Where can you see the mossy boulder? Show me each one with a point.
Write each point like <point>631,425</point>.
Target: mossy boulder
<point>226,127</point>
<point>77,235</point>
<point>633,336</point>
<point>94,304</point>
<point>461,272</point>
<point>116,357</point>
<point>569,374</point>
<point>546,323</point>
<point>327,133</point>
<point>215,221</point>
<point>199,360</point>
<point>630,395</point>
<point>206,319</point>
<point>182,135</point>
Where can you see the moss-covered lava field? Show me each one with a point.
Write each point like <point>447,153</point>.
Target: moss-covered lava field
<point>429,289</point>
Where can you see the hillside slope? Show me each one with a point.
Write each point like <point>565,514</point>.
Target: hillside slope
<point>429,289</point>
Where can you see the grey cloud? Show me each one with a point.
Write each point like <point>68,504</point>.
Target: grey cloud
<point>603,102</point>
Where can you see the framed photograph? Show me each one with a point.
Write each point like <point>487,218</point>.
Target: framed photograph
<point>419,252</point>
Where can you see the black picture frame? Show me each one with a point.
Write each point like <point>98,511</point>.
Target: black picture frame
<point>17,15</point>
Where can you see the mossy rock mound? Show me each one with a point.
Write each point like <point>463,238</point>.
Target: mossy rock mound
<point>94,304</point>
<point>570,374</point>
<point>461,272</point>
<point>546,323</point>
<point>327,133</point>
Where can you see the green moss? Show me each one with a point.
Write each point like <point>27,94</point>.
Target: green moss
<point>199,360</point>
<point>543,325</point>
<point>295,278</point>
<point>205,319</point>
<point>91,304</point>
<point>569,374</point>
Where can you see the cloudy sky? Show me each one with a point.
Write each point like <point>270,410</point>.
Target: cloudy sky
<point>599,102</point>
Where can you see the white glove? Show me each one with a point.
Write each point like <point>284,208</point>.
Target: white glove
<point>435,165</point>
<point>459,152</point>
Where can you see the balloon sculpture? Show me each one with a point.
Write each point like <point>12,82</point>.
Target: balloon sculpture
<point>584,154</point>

========

* _Task prompt_: Copy out exactly the lines running from the line with "Where can you see the black" to the end of the records, inclusive.

* _Result of this exercise_:
Where can you see the black picture frame? Show me each one with a point.
Write each point like <point>98,511</point>.
Target: black picture frame
<point>17,15</point>
Where can you see the mossy rock mound? Show me each one with a point.
Write each point like <point>463,238</point>.
Target: mossy rock mound
<point>94,304</point>
<point>570,374</point>
<point>461,272</point>
<point>546,323</point>
<point>327,133</point>
Where can you see the green moss? Show me each one with a point.
Write each point like <point>27,94</point>.
Target: green moss
<point>199,360</point>
<point>543,325</point>
<point>295,278</point>
<point>205,319</point>
<point>91,304</point>
<point>569,374</point>
Where can you see the cloudy sky? Show me each one with a point.
Write each point like <point>270,410</point>.
Target: cloudy sky
<point>599,102</point>
Where can you see the white glove? Show me each one with a point.
Write each point like <point>284,208</point>.
Target: white glove
<point>435,165</point>
<point>459,152</point>
Where can you see the balloon sculpture? Show me each one with a point.
Write each point like <point>12,82</point>.
Target: balloon sculpture
<point>584,154</point>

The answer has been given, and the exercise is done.